▶ _Material supplied_:
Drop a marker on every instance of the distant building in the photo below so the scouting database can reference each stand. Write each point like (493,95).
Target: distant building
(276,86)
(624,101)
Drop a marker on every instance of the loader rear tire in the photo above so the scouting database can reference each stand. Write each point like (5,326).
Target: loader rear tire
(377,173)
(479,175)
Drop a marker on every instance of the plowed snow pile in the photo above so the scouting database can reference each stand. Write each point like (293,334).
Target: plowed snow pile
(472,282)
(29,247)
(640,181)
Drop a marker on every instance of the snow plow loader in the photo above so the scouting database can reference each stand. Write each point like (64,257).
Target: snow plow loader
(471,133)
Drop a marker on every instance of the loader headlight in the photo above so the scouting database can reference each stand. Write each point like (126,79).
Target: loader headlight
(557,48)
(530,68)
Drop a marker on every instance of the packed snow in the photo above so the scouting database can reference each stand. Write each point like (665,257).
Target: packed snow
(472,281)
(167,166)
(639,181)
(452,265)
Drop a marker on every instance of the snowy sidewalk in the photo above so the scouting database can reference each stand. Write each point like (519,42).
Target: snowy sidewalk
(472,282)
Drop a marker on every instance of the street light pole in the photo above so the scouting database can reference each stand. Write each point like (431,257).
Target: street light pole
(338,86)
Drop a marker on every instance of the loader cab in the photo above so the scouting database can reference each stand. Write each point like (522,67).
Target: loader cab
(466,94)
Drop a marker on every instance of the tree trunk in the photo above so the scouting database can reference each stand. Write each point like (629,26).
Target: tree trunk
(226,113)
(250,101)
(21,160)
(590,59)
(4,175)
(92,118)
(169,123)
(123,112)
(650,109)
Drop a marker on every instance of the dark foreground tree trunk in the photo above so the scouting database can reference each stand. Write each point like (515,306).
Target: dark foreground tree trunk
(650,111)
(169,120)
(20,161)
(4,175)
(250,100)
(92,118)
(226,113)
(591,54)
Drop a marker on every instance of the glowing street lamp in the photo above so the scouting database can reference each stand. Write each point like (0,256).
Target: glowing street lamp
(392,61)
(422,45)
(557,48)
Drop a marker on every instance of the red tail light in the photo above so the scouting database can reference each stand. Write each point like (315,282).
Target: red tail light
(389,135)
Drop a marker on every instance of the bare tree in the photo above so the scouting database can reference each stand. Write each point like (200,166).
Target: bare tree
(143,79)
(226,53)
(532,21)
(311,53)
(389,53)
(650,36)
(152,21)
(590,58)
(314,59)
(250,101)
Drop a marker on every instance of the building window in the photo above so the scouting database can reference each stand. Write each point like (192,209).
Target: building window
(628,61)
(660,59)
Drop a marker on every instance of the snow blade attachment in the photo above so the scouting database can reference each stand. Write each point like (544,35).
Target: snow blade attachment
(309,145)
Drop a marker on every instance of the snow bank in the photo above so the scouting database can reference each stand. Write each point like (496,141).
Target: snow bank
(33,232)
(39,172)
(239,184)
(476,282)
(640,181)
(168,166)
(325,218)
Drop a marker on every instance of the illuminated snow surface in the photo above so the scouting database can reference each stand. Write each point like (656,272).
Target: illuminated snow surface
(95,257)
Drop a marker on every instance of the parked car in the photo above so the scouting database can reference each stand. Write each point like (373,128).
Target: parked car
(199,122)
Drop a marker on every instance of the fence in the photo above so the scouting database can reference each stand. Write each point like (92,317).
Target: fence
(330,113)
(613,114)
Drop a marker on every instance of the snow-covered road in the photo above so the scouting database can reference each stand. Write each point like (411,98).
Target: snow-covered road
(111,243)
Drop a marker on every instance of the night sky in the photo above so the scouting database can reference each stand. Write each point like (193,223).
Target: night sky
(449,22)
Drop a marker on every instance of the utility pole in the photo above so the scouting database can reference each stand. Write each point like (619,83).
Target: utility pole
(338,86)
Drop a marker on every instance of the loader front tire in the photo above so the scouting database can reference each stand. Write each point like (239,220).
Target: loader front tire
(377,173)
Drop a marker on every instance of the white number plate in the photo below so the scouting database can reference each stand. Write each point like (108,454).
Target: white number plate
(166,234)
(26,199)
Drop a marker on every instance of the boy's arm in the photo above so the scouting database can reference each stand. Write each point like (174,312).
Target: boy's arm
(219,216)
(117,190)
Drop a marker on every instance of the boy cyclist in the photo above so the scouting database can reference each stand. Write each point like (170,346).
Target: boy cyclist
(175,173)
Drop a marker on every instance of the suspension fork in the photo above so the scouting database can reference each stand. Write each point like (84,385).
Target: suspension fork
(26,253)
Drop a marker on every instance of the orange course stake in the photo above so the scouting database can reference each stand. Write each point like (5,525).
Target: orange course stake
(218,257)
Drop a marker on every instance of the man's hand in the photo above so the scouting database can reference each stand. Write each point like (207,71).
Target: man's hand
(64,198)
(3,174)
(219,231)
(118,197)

▶ _Directions for this task_:
Every record must be repeated precisely and in full.

▶ _Response area_:
Drop a marker on every instance of the distant building in the photo below so the scouting database can reference each stand. Write each point like (493,95).
Target: distant building
(276,86)
(624,101)
Drop a marker on every instance of the loader rear tire in the photo above so the scouting database can reference each stand. Write each point like (5,326).
Target: loader rear tire
(377,173)
(479,175)
Drop a marker on every instance of the plowed snow pile in the photo above so the scouting database can reference each stand. Write each point like (293,334).
Target: plowed snow pile
(472,282)
(29,247)
(640,181)
Drop a marker on every instance of the snow plow loader in the photo above so the scouting database can reference each stand. Write each point like (64,257).
Target: snow plow loader
(471,133)
Drop a marker on every instance of the loader headlight in the photo above so the scouting database can reference each stand. Write each point like (126,79).
Target: loader headlight
(557,48)
(530,68)
Drop a marker on every instance of the packed snow in the photo above so the scouting database can reference each stand. Write each point like (665,257).
Target: packed snow
(472,281)
(167,166)
(639,181)
(452,265)
Drop a marker on every instance of the snowy sidewalk in the photo above so the scouting database can reference each stand. Write each point like (519,42).
Target: snowy sidewalk
(472,282)
Drop a marker on every instance of the street light pole in the photo above so the scouting database can reference each stand. Write each point like (431,257).
Target: street light pole
(338,86)
Drop a marker on every instance of the loader cab in the photo above so the scouting database can reference each stand. Write each point like (522,67).
Target: loader cab
(466,94)
Drop a marker on every instance of the tree trunk in the photo above so the scouting database can reference each stand. Write each point like (629,26).
Target: tree trunk
(226,113)
(250,101)
(21,160)
(590,59)
(4,175)
(92,118)
(169,123)
(123,112)
(650,109)
Drop a marker on every instance of the dark foreground tree trunk in the photo above so the scouting database can reference each stand. Write each point like (515,306).
Target: dark foreground tree trunk
(650,111)
(169,120)
(20,161)
(4,175)
(250,100)
(92,118)
(226,113)
(591,54)
Drop a marker on every instance of the glowing street lamp in the photo above so the scouting database can reference each stand. Write each point like (0,256).
Target: glowing street lamp
(392,61)
(422,45)
(557,48)
Drop a marker on every instance of the red tail light in the photo above so the scouting database can reference each stand. Write each point like (315,282).
Target: red tail light
(389,135)
Drop a marker on every instance of the bare tree in the photo above so the scouting database can reference each stand. Write each point like (200,166).
Target: bare tree
(143,79)
(226,53)
(532,21)
(311,53)
(389,53)
(650,36)
(152,21)
(590,58)
(314,59)
(250,101)
Drop a marker on every instance of the building window in the photo above so the scouting database can reference each stand. Write each point like (192,209).
Target: building window
(628,61)
(660,59)
Drop a marker on every instance of the snow blade attachment in the photo above so the scouting database can reference each stand. Write each point like (544,35).
Target: snow blade attachment
(309,145)
Drop a marker on every instance of the snow bank in the photo above so the scouting database can reference each stand. Write each point like (496,141).
Target: snow bank
(33,232)
(39,172)
(239,184)
(476,282)
(640,181)
(168,166)
(325,218)
Drop a marker on every instance of the illuminated snow surface in the photo above so the scouting database can reference each stand. Write each point like (656,272).
Target: illuminated snow surface
(95,257)
Drop a marker on every instance of the parked car in the photo above so the scouting database can reference each stand. Write each point like (373,128).
Target: parked car
(199,122)
Drop a marker on every instance of the fence in the photo above so the scouting database can reference each stand. Write each point like (92,317).
Target: fence
(330,113)
(613,114)
Drop a marker on every instance of the snow-covered road in the photo above so the scouting database can reference each stand. Write each point like (411,98).
Target: snow-covered road
(111,243)
Drop a marker on every instance of the night sky in the photo above so the scouting database can reference each stand. Write each point like (193,223).
Target: night sky
(449,22)
Drop a marker on every instance of the utility pole in the photo above so the scouting database can reference each stand. Write each point like (619,83).
Target: utility pole
(338,86)
Drop a marker on every instance of the loader front tire in the photo above so the scouting database can reference each stand. Write each point like (239,220).
Target: loader front tire
(377,173)
Drop a marker on every instance of the white number plate in the photo below so the scouting database can reference each stand. Write each point like (108,454).
Target: white number plate
(166,234)
(26,199)
Drop a marker on every instance of the boy's arm in the photo above so the scouting database can reference each stand. Write each point like (174,312).
Target: boy's arm
(219,216)
(117,190)
Drop a marker on every instance of the boy cyclist in the photo above so the scouting database can reference each stand. Write each point like (170,346).
Target: boy cyclist
(175,173)
Drop a marker on every instance of the suspension fork in the photo above so the scouting database can reference each stand. Write each point like (84,385).
Target: suspension fork
(26,253)
Drop a marker on every instance of the orange course stake in the photo above so the scouting database can reference each stand. Write each point like (5,525).
Target: orange course stake
(218,257)
Drop a marker on every instance of the man's hand in the photo above so the scouting database can reference each stand. Write each point like (207,71).
Target: man's hand
(64,198)
(3,174)
(219,231)
(118,197)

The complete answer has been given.